- **提示文**
——————————
名打撃コーチが「吉田正尚みたい」と評した天才

 かつて巨人や広島で打撃コーチを務めた内田順三さんは、山下についてこう語っていた。

「バッティングに関しては、今まで見てきたなかでもトップクラスです。大きな始動ではないのに、パンチ力を出せて広角に強い打球が打てる。オリックスの吉田正尚みたいなタイプでした」

 内田さんは打撃コーチとして、鈴木誠也や岡本和真の育成に携わっている。そんな名伯楽にそこまで言わしめる天才的な打撃力を山下は持っていた。

 だが、巨人入団時の山下は支配下登録選手ではなく、育成選手だった。守備面の不安や上背がない(身長174センチ)ことが低評価につながったと見られる。
——————————
- **記録一覧**
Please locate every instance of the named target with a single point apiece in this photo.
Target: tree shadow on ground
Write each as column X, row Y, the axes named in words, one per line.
——————————
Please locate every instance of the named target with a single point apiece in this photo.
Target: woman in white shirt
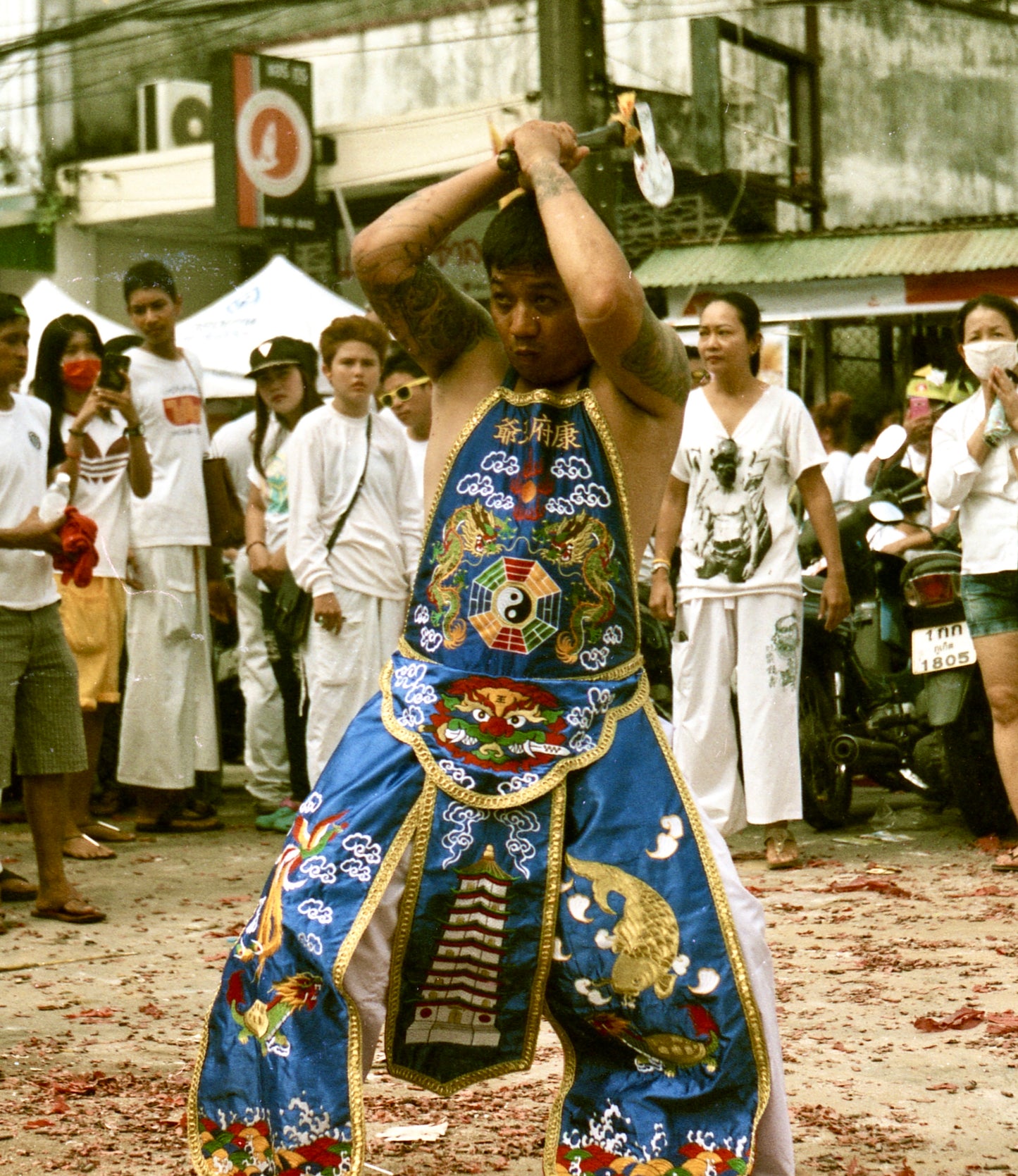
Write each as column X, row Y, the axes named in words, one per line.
——————————
- **実施課題**
山下の打撃を評した文章を、最後の文の後から書き進めてください。

- **解答例**
「這い上がって、見返してやろう」と反骨心を燃やした山下は、1年目のキャンプから猛アピールを見せる。支配下の同期を押しのけ、すぐに3軍から2軍に昇格した。7月には支配下登録され、9月には1軍でプロ初安打をマークした。2軍では打率.332を記録。高卒ルーキーが2軍で首位打者になった例は、1992年のイチロー(鈴木一朗)以来だった。

 だが、順風満帆に見えた山下の野球人生は、ここから暗転する。2020年5月、山下は打撃練習中に右手の痛みを訴える。検査の結果、右手有鉤骨(ゆうこうこつ)の骨折が判明した。

「バットを振る時に右手の手のひらにグリップが当たるんですけど、ボールがバットに当たった時の衝撃で折れてしまったんです」

 手術、リハビリを経て8月には復帰したが、山下の右手には違和感が残り続けた。今までの自分の体とは思えない。脳から指令を出しているのに、そのイメージ通りに動いてくれない。焦燥感を募らせる山下に追い打ちをかけるように、右腕の筋力が弱った影響で右ヒジまで痛めてしまった。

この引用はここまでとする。